**Description of the task:** Reproduce every line of the records below verbatim, without changing any character.

**Provided data:**
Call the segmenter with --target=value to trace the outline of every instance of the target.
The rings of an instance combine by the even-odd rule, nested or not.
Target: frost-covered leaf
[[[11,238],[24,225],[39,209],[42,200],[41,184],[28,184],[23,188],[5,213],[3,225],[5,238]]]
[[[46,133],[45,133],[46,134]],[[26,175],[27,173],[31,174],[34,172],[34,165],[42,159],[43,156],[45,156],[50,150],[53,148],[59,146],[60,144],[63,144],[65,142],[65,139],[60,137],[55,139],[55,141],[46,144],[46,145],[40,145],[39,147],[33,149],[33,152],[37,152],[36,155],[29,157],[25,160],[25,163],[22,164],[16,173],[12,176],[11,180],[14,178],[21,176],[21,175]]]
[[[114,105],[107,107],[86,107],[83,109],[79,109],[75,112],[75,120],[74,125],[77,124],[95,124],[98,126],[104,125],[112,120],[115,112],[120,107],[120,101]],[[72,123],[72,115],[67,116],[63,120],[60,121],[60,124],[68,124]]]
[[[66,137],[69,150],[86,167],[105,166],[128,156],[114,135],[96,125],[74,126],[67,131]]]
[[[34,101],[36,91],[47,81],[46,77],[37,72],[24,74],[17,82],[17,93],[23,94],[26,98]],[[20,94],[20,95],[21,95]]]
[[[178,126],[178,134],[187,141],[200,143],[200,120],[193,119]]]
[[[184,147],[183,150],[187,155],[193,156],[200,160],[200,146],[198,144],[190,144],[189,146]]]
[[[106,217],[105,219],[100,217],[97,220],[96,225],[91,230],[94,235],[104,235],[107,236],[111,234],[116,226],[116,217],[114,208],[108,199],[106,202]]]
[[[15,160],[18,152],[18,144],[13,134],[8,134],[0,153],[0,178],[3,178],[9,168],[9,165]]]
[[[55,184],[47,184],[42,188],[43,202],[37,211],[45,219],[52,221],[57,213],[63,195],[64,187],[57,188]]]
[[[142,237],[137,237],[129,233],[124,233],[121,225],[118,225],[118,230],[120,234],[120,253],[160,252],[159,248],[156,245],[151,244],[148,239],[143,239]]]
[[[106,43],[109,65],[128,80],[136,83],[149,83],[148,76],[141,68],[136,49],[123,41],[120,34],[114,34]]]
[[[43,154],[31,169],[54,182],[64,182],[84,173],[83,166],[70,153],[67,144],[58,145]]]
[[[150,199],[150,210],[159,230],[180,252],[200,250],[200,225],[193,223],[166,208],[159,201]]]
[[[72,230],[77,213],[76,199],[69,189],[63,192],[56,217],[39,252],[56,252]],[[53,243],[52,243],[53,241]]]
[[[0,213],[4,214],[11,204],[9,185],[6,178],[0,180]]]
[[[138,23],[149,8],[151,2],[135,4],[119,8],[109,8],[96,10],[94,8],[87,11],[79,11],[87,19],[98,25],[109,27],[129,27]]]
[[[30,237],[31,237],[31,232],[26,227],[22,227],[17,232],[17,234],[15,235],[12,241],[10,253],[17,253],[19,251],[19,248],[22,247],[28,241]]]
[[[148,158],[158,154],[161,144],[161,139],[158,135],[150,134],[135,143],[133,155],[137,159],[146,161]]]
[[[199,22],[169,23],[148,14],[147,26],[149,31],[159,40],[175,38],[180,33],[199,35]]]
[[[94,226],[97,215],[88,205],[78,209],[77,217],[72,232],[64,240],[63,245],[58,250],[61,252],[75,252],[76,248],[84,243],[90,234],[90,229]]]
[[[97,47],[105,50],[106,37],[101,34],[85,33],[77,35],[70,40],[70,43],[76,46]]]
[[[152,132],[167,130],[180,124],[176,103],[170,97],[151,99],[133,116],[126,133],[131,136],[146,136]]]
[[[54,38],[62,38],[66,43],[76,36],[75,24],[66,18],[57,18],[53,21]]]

**Full solution:**
Call the segmenter with --target=value to trace the outline of every instance of the target.
The rings of an instance combine by the even-odd rule, nested or not.
Target: frost-covered leaf
[[[11,238],[24,225],[39,209],[42,200],[41,184],[28,184],[23,188],[5,213],[3,225],[5,238]]]
[[[46,133],[45,133],[46,134]],[[26,175],[27,173],[31,174],[34,172],[34,165],[42,159],[43,156],[45,156],[50,150],[53,148],[59,146],[60,144],[63,144],[65,142],[65,139],[60,137],[55,139],[55,141],[46,144],[46,145],[40,145],[39,147],[33,149],[33,152],[37,152],[36,155],[29,157],[25,160],[25,163],[22,164],[16,173],[12,176],[11,180],[14,178],[21,176],[21,175]]]
[[[114,105],[107,107],[86,107],[83,109],[79,109],[75,112],[75,120],[74,125],[77,124],[95,124],[98,126],[104,125],[112,120],[115,112],[120,107],[120,101]],[[72,123],[72,115],[67,116],[63,120],[60,121],[60,124],[68,124]]]
[[[66,137],[69,150],[86,167],[105,166],[128,156],[114,135],[96,125],[74,126],[67,131]]]
[[[34,101],[36,91],[47,81],[46,77],[37,72],[24,74],[17,82],[17,93],[23,94],[26,98]],[[20,94],[20,95],[21,95]]]
[[[178,126],[178,134],[187,141],[200,143],[200,120],[193,119]]]
[[[184,147],[183,150],[187,155],[193,156],[200,160],[200,146],[198,144],[190,144],[189,146]]]
[[[106,217],[105,219],[100,217],[97,220],[96,225],[91,230],[94,235],[104,235],[107,236],[111,234],[116,226],[116,217],[114,208],[108,199],[106,202]]]
[[[15,160],[18,152],[18,144],[13,134],[8,134],[0,153],[0,178],[3,178],[9,168],[9,165]]]
[[[55,184],[47,184],[42,188],[43,202],[37,211],[45,219],[52,221],[57,213],[63,195],[64,187],[57,188]]]
[[[142,237],[137,237],[129,233],[124,233],[121,225],[118,225],[118,230],[120,234],[120,253],[160,252],[159,248],[156,245],[151,244],[148,239],[143,239]]]
[[[106,43],[109,65],[128,80],[136,83],[149,83],[148,76],[141,68],[136,49],[123,41],[120,34],[114,34]]]
[[[43,154],[31,169],[54,182],[64,182],[84,173],[83,166],[70,153],[67,144],[58,145]]]
[[[150,199],[150,210],[159,230],[180,252],[200,250],[200,225],[193,223],[166,208],[159,201]]]
[[[72,230],[77,213],[76,199],[69,189],[63,192],[56,217],[39,252],[56,252]],[[53,243],[52,243],[53,241]]]
[[[0,213],[4,214],[11,204],[9,185],[6,178],[0,180]]]
[[[138,23],[149,8],[151,2],[135,4],[119,8],[109,8],[96,10],[94,8],[87,11],[79,11],[87,19],[98,25],[109,27],[129,27]]]
[[[30,237],[31,237],[31,232],[26,227],[22,227],[17,232],[17,234],[15,235],[12,241],[10,253],[17,253],[19,251],[19,248],[22,247],[28,241]]]
[[[148,158],[158,154],[161,144],[161,139],[158,135],[150,134],[135,143],[133,155],[137,159],[146,161]]]
[[[199,22],[169,23],[148,14],[147,26],[149,31],[159,40],[175,38],[180,33],[199,35]]]
[[[94,226],[97,215],[88,205],[78,209],[77,217],[72,232],[64,240],[63,245],[58,250],[61,252],[75,252],[76,248],[84,243],[90,234],[90,229]]]
[[[97,47],[105,50],[106,37],[101,34],[85,33],[77,35],[70,40],[70,43],[76,46]]]
[[[152,132],[167,130],[180,124],[176,103],[170,97],[151,99],[133,116],[126,133],[131,136],[146,136]]]
[[[54,38],[62,38],[66,43],[76,36],[75,24],[66,18],[57,18],[53,21]]]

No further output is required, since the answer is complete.